> Aim of the exercise: Output exactly, please, the lines of the records below from the one containing "pixel 195 20" through the final line.

** Data to use follows **

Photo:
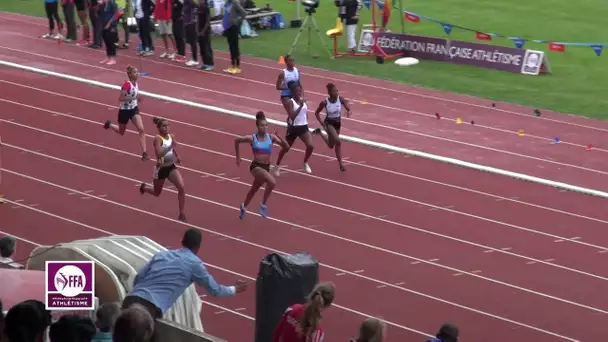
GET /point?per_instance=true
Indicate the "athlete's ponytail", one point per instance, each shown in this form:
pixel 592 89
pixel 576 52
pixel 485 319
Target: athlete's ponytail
pixel 259 117
pixel 321 297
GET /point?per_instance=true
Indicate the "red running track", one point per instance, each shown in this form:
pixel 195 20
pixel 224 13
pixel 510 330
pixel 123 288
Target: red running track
pixel 492 141
pixel 505 259
pixel 45 122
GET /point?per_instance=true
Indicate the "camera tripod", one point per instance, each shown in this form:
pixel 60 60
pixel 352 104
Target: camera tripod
pixel 306 25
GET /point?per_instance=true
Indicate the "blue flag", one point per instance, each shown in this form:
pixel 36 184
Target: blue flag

** End of Data to use **

> Reply to the task:
pixel 195 20
pixel 224 13
pixel 510 330
pixel 123 288
Target: red running track
pixel 492 141
pixel 505 259
pixel 45 122
GET /point?per_instance=true
Indicate the "camera tripod", one point per instance, each shown in this form:
pixel 60 60
pixel 352 104
Target: camera tripod
pixel 306 25
GET /point?per_instance=true
Indicate the "blue flag", one point per instance, each shown in this form:
pixel 36 184
Target: blue flag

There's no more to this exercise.